### Your objective
Line by line, output the data that follows exactly as written.

——

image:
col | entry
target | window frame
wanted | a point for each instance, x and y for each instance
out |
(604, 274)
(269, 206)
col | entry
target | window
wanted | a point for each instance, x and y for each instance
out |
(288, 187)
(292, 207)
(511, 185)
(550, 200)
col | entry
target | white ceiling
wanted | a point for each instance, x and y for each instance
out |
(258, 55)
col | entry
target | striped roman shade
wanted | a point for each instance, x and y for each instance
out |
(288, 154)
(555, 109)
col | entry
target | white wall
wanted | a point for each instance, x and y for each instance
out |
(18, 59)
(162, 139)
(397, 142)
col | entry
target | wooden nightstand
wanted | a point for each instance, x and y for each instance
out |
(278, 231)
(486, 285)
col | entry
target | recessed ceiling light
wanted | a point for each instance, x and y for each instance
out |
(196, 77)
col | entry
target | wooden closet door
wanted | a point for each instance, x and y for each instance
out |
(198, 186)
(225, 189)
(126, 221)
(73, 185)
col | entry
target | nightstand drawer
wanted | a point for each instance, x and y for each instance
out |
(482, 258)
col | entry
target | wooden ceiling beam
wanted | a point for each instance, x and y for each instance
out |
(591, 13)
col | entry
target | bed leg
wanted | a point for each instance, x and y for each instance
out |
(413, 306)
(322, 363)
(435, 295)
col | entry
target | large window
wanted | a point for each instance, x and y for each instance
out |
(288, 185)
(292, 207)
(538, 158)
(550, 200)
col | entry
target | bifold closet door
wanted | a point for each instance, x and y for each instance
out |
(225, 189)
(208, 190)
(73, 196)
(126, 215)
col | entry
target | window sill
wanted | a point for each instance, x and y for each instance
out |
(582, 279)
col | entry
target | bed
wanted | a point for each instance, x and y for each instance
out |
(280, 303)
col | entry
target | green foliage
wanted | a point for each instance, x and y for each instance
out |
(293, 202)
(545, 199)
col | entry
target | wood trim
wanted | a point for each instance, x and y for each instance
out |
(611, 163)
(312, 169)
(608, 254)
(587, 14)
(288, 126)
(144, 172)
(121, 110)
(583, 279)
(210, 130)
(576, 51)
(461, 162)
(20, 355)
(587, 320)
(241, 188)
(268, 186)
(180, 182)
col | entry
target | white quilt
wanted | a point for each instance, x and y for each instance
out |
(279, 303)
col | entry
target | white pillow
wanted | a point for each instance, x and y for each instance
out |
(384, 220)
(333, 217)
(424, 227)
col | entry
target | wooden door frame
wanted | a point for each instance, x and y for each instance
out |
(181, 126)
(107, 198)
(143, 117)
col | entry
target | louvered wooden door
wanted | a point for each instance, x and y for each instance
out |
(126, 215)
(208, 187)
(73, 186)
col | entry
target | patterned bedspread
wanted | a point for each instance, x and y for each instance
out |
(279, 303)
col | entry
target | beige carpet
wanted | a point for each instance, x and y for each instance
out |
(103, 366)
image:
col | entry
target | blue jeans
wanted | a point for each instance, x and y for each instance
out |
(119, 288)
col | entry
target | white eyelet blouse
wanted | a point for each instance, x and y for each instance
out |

——

### Exercise output
image:
col | entry
target | window frame
wanted | a point for each instance, x and y for each instance
out |
(604, 274)
(269, 206)
col | entry
target | window
wanted | a point for each instance, x and y for each instance
out |
(288, 187)
(292, 207)
(511, 185)
(550, 200)
col | entry
target | white ceiling
wanted | a point for each instance, x and y for each instance
out |
(258, 55)
col | entry
target | striped roman shade
wanted | a point for each instance, x and y for each instance
out |
(288, 154)
(555, 109)
col | entry
target | white wall
wanted | a point for each instance, x and y for each instance
out |
(18, 59)
(162, 139)
(397, 142)
col | entry
target | wooden nightstand
wanted | a point for each instance, x and y for each instance
out |
(278, 231)
(486, 285)
col | entry
target | recessed ceiling light
wanted | a point for each instance, x and y for each instance
out |
(196, 77)
col | entry
target | wooden closet door
wanted | a point for each instance, x and y for each instance
out |
(198, 186)
(225, 189)
(126, 221)
(73, 185)
col | entry
target | nightstand drawer
wanted | a point for each instance, x and y for each instance
out |
(482, 258)
col | entry
target | wooden ceiling beam
wanted | a point for each instance, x and y for each instance
out |
(591, 13)
col | entry
target | bed leg
wanted | a point for each instance, x and y for each instance
out |
(413, 306)
(322, 363)
(435, 295)
col | entry
target | large window
wanted | a point for each instance, x and y for each instance
out |
(288, 185)
(292, 207)
(538, 158)
(550, 200)
col | entry
target | bifold closet door
wanted | a point for each instance, x and y for each instance
out |
(225, 189)
(208, 190)
(73, 196)
(126, 215)
col | entry
target | window sill
wanted | a point for each instance, x and y for each instance
out |
(582, 279)
col | entry
target | bed
wanted | a point for each instance, x and y for each instance
out |
(280, 303)
col | entry
target | green foliage
wanted | a point for each instance, x and y for each instance
out |
(293, 202)
(545, 199)
col | entry
target | wood trim
wanted | a point for each instance, x and y for each instance
out |
(611, 163)
(312, 169)
(608, 254)
(587, 14)
(288, 126)
(144, 172)
(121, 110)
(583, 279)
(210, 130)
(576, 51)
(461, 162)
(20, 355)
(587, 320)
(241, 188)
(268, 186)
(180, 182)
col | entry
target | white quilt
wanted | a point for each instance, x and y for each instance
out |
(279, 303)
col | entry
target | white pillow
wanted | a point for each instance, x and y for each instance
out |
(384, 220)
(333, 217)
(424, 227)
col | entry
target | wooden door frame
wanted | a point for each instance, x and y for each instance
out |
(181, 126)
(107, 198)
(143, 117)
col | entry
target | louvered wooden door
wanted | a point for each instance, x and y for each instance
out |
(126, 215)
(208, 187)
(73, 186)
col | entry
target | patterned bedspread
wanted | a point for each instance, x and y for each instance
out |
(279, 303)
col | entry
target | beige carpet
wanted | a point for each instance, x and y for each instance
out |
(103, 366)
image:
col | entry
target | blue jeans
wanted | a point for each instance, x and y for each instance
out |
(119, 288)
col | entry
target | white eyelet blouse
wanted | a point for each instance, x and y for each instance
out |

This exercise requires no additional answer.